[Opening DATA EXCERPTS section]

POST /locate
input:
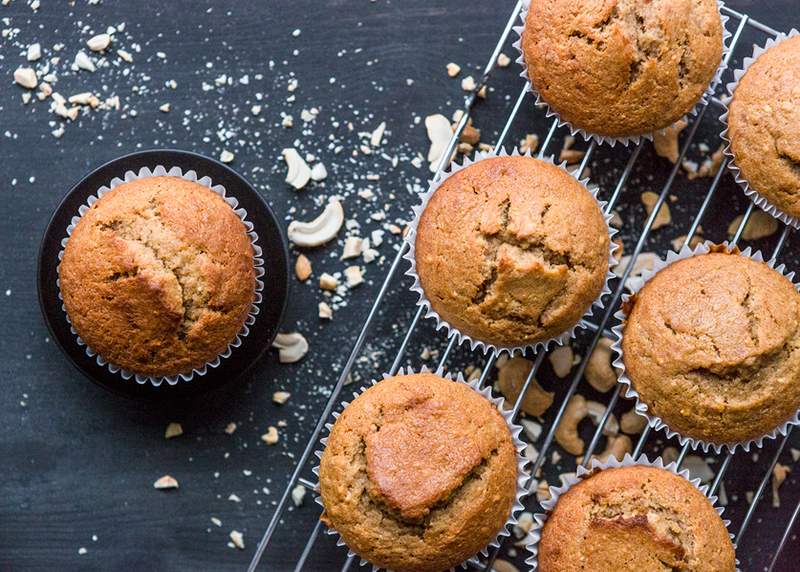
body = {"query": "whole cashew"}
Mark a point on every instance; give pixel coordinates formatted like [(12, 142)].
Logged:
[(510, 380), (599, 372), (567, 431)]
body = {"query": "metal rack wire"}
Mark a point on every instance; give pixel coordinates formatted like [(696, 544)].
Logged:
[(741, 22)]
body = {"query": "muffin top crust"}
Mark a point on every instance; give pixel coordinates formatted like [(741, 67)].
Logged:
[(763, 126), (512, 250), (620, 68), (712, 346), (419, 473), (158, 276), (635, 518)]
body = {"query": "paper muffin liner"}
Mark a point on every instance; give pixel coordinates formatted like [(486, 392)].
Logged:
[(258, 261), (540, 519), (461, 337), (760, 201), (626, 140), (522, 473), (640, 407)]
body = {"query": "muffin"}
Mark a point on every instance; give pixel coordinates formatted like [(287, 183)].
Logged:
[(419, 474), (622, 68), (158, 276), (763, 121), (634, 518), (712, 347), (511, 251)]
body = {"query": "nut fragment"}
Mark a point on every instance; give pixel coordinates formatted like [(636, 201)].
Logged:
[(567, 432), (299, 173), (321, 229), (599, 372), (291, 347), (561, 359), (632, 423), (166, 482), (760, 225), (173, 430), (302, 268), (663, 218), (665, 142), (511, 377), (26, 77)]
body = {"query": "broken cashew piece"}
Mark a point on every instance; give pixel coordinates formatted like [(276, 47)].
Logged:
[(299, 172), (511, 378), (291, 347), (320, 230), (599, 372), (567, 431)]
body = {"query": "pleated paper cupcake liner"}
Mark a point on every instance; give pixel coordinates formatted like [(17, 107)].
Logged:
[(523, 475), (606, 139), (258, 261), (549, 505), (451, 330), (640, 407), (760, 201)]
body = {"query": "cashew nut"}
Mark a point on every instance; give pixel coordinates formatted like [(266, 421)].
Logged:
[(599, 372), (321, 229), (561, 359), (567, 431), (632, 423), (299, 172), (291, 347), (510, 380), (616, 447), (596, 411)]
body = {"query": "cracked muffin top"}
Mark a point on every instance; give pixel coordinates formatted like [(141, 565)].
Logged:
[(635, 518), (419, 473), (622, 67), (158, 276), (764, 126), (512, 251), (712, 346)]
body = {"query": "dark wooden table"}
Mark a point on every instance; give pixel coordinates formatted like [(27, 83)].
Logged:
[(79, 463)]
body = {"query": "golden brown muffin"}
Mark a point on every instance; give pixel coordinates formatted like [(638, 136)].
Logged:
[(712, 346), (158, 276), (635, 519), (419, 473), (763, 126), (622, 67), (512, 250)]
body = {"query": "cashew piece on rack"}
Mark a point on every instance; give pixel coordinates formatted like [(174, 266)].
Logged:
[(511, 378), (599, 372), (321, 229), (567, 431)]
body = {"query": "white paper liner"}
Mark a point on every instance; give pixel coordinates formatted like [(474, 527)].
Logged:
[(640, 407), (612, 141), (535, 534), (760, 201), (522, 473), (461, 337), (258, 261)]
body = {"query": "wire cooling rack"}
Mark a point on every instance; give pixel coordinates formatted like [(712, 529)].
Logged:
[(738, 24)]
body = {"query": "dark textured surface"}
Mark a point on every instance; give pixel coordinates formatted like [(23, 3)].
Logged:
[(80, 462)]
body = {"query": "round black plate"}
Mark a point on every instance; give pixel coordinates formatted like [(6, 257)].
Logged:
[(275, 292)]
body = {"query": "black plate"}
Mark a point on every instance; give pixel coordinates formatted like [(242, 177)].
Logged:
[(270, 238)]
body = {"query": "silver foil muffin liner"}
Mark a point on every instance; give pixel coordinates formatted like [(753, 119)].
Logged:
[(535, 534), (258, 261), (760, 201), (627, 140), (523, 475), (461, 337), (640, 407)]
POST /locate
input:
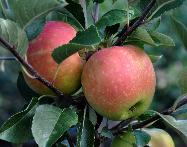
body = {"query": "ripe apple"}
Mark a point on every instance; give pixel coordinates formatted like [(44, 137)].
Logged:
[(119, 82), (159, 138), (126, 139), (66, 76)]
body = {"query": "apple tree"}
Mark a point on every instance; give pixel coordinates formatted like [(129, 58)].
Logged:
[(87, 74)]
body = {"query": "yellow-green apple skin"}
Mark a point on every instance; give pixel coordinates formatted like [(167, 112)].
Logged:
[(119, 82), (65, 76), (159, 138), (124, 140)]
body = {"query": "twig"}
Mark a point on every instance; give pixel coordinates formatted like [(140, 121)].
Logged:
[(83, 5), (135, 126), (69, 139), (8, 58), (32, 71), (96, 12), (141, 19)]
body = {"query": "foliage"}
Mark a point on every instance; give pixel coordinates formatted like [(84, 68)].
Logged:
[(48, 123)]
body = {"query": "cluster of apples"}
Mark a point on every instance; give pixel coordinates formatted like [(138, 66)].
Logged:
[(118, 82)]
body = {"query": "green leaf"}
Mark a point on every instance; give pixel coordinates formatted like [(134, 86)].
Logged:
[(147, 115), (155, 58), (50, 123), (61, 53), (35, 27), (18, 127), (84, 40), (86, 131), (113, 17), (65, 17), (142, 138), (162, 40), (92, 116), (183, 81), (180, 126), (181, 30), (166, 6), (142, 35), (25, 11), (77, 11), (24, 89), (12, 33), (181, 113), (181, 98), (106, 133), (88, 37)]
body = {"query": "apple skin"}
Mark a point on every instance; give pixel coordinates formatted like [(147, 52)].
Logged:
[(159, 138), (66, 76), (126, 139), (119, 82)]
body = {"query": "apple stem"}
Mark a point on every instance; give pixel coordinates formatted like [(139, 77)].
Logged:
[(121, 127), (8, 58), (136, 24), (96, 12)]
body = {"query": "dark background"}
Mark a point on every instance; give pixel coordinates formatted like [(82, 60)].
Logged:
[(167, 70)]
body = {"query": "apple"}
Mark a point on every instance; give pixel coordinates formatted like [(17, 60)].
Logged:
[(119, 82), (65, 76), (126, 139), (159, 138)]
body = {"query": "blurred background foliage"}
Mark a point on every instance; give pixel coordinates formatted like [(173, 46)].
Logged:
[(168, 69)]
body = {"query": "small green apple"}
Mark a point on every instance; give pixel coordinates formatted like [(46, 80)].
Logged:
[(66, 76), (119, 82)]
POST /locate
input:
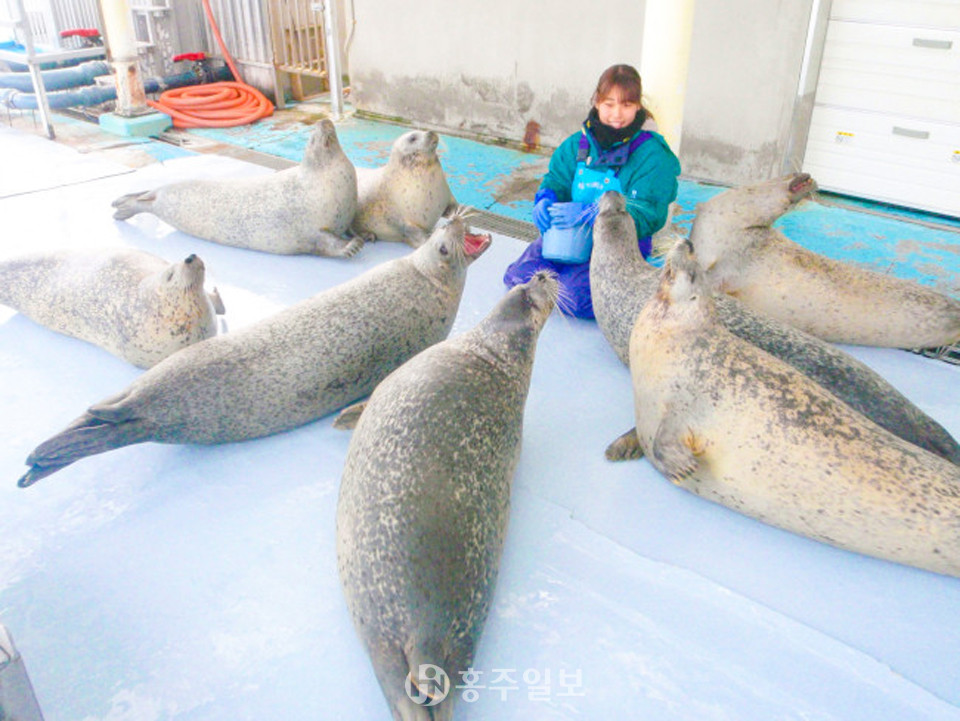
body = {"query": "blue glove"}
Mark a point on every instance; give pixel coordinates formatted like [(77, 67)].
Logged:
[(570, 215), (541, 209)]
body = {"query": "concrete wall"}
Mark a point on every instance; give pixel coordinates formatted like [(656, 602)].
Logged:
[(745, 63), (487, 67)]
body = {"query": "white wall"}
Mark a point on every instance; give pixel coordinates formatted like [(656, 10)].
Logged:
[(487, 67)]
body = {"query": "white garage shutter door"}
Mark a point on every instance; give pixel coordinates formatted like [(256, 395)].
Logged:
[(886, 121)]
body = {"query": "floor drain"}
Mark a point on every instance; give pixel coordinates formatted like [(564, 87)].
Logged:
[(503, 225)]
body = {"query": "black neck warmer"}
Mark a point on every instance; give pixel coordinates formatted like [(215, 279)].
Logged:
[(606, 136)]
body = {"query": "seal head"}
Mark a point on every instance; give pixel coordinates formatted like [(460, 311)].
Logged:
[(403, 200)]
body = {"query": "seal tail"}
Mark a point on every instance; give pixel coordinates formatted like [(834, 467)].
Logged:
[(86, 436), (129, 205), (430, 690)]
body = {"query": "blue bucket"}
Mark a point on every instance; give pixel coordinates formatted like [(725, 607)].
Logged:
[(568, 245)]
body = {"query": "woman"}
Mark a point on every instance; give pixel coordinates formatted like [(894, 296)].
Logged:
[(616, 149)]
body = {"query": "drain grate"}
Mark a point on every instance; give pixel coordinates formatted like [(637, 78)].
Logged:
[(949, 353), (502, 225)]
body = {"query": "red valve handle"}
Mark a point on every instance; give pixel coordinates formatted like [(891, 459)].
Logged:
[(80, 32)]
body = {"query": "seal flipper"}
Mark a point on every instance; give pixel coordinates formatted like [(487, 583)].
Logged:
[(332, 246), (129, 205), (673, 450), (625, 448), (217, 302), (452, 208), (349, 417)]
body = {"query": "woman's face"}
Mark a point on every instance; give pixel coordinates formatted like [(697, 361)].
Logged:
[(615, 111)]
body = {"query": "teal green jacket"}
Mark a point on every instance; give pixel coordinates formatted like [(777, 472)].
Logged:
[(648, 179)]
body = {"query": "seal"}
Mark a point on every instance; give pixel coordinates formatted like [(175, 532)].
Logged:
[(289, 368), (424, 499), (836, 301), (306, 209), (129, 302), (729, 422), (403, 200), (622, 282)]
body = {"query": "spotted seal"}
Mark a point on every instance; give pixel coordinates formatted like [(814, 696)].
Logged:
[(425, 495), (289, 368), (839, 302), (131, 303), (732, 423), (306, 209), (622, 282), (404, 199)]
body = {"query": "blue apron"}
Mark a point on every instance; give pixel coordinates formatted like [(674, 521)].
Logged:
[(588, 185)]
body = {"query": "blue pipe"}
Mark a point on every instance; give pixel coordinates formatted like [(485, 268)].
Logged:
[(83, 74), (96, 94)]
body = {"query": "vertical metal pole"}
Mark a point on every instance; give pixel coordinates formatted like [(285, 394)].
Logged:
[(331, 37), (17, 700), (665, 56), (122, 46), (33, 66)]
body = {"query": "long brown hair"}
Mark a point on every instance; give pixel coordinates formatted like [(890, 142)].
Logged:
[(624, 77)]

[Closing DATA EXCERPTS section]

■ PROBLEM TO WORK ON
Report how many lines of the data above hold the string "wire". Nothing else belongs in the answer.

■ RESPONSE TO THE EXERCISE
2